Da sich nun jene Begegnung am 2. Spieltag der Thüringenliga gegen den Aufsteiger aus der Skatstadt als letztlich recht zähe Sache präsentierte, die Kreuzritt mit Ach und Krach 31:30 denkbar knapp siegten, habe er das Brett vor dem eigentlichen Training am Dienstag noch einmal in der Kabine aufgehängt. Noch einmal wertete er mit seinen Mannen die Vorgaben und Zielsetzungen aus und stellte zudem Fragen an das Spielerstelldichein da in der Umkleide der Werner-Seelebinder-Halle. Monologe würde er indes nicht halten, vielmehr würde er, Pädagoge durch und durch, den quasi Diskurs mit den Seinigen suchen, ganz im Sinne der großen französischen Philosophen Michel Focault und dessen Standardwerk „Die Ordnung des Diskurses“ (1971). „Na klar könnte ich mich da auch vor die Jungs stellen und eine gefühlte Ewigkeit schwadronieren, doch dann wäre es um die Selbsterkenntnis schlecht bestellt“, räumt Pierre Liebelt ein. Es sei allemal ergiebiger, wenn denn die Spieler sich selbst zu den Defiziten äußern würden. Hannes Rudolph oder Martin Ehm würden sich regelmäßig im Rahmen dieses Handball-Gedankenaustausches äußern, aber auch Marvin Schreck, Robert Zehmisch, oder Jan Heilwagen. Die etwas älteren Spieler eben. Das Defizit, welche Pierre Liebelt bereits während der Partie gegen Aufbau Altenburg ausgemacht hatte und am Dienstag dann noch einmal diskursartig aufgriff, sei in erster Linie die mangelnde Kommunikation samt dem falschen Agieren seiner Spieler innerhalb der Abwehr gewesen. Das wiederum habe letztlich den Gegner gestärkt, so das Resümee des Trainers.

** Aufgaben **
(1) Welches Defizit hat Pierre Liebelt laut dem Artikel in erster Linie ausgemacht?
(2) Gib den Absatz aus dem Artikel, der mit „Da sich nun jene Begegnung“ beginnt, als kurze Stichpunktliste mit seinen wichtigsten Fakten wieder.
Stütze dich dabei ausschließlich auf den Artikel.

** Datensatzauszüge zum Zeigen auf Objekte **
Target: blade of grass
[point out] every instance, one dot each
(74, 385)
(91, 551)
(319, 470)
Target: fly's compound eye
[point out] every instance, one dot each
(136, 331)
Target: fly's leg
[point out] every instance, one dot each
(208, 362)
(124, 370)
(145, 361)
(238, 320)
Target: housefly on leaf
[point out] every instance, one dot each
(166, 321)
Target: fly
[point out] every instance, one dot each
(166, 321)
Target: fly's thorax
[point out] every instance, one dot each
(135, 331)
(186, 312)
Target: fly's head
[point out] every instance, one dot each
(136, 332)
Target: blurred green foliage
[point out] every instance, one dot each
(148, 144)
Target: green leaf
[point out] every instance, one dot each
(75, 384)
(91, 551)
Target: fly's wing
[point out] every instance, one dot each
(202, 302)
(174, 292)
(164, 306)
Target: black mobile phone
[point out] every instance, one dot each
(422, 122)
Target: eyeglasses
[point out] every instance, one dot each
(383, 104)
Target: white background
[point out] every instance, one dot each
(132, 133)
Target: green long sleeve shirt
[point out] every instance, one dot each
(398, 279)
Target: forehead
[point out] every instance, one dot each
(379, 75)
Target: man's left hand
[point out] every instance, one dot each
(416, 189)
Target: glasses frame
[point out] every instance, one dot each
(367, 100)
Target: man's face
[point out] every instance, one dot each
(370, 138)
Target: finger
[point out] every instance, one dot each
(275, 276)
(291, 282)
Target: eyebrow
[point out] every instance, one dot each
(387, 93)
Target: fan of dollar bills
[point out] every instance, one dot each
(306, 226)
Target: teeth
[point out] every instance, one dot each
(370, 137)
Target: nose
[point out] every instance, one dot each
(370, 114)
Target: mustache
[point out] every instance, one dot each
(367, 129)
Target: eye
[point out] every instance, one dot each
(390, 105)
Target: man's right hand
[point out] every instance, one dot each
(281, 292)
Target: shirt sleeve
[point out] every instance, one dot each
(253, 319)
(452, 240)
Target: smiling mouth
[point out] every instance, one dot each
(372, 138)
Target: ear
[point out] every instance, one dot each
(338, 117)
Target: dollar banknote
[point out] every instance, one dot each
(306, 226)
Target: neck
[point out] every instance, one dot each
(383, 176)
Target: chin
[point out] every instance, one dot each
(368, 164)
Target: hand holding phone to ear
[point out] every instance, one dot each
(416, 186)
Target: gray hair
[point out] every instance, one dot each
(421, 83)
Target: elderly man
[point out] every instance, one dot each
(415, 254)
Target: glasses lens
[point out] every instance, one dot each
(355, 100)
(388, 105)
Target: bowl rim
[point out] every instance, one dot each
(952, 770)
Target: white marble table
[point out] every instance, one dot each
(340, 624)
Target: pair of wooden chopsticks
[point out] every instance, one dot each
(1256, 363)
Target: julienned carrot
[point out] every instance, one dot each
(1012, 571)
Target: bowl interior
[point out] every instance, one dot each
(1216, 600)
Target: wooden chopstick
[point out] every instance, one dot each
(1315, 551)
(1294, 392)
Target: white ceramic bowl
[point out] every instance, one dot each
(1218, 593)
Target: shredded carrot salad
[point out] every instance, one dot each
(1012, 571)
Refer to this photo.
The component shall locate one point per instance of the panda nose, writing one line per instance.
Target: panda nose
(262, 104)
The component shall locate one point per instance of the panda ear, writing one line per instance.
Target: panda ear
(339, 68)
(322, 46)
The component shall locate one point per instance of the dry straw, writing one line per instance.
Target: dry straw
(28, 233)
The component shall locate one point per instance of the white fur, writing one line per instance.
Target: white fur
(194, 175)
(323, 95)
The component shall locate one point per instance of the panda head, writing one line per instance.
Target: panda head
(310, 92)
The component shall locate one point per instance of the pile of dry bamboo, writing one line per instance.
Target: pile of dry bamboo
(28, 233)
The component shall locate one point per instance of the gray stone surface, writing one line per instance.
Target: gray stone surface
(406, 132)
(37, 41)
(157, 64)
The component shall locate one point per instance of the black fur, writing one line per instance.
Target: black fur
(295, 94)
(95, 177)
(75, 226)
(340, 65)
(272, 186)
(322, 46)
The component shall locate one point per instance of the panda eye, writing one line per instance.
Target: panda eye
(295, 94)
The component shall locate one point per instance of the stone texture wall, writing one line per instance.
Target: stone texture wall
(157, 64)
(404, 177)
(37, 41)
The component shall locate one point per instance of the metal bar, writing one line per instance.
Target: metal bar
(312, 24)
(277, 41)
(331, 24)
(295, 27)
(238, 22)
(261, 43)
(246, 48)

** Lösungen **
(1) Die mangelnde Kommunikation samt dem falschen Agieren seiner Spieler innerhalb der Abwehr.

(2)
- Am 2. Spieltag der Thüringenliga wurde knapp mit 31:30 gegen den Aufsteiger aus der Skatstadt gewonnen.
- Vor dem Training am Dienstag hängte Pierre Liebelt das Brett erneut in der Kabine auf. Er wertete mit der Mannschaft die Vorgaben und Ziele aus und stellte Fragen.
- Statt Monologe zu halten, sucht er den Diskurs mit den Spielern. Sie sollen sich selbst zu den Defiziten äußern.
- Regelmäßig äußern sich die etwas älteren Spieler: Hannes Rudolph, Martin Ehm, Marvin Schreck, Robert Zehmisch und Jan Heilwagen.
- Das Hauptdefizit in der Partie gegen Aufbau Altenburg waren die mangelnde Kommunikation und das falsche Agieren in der Abwehr. Das stärkte laut dem Trainer den Gegner.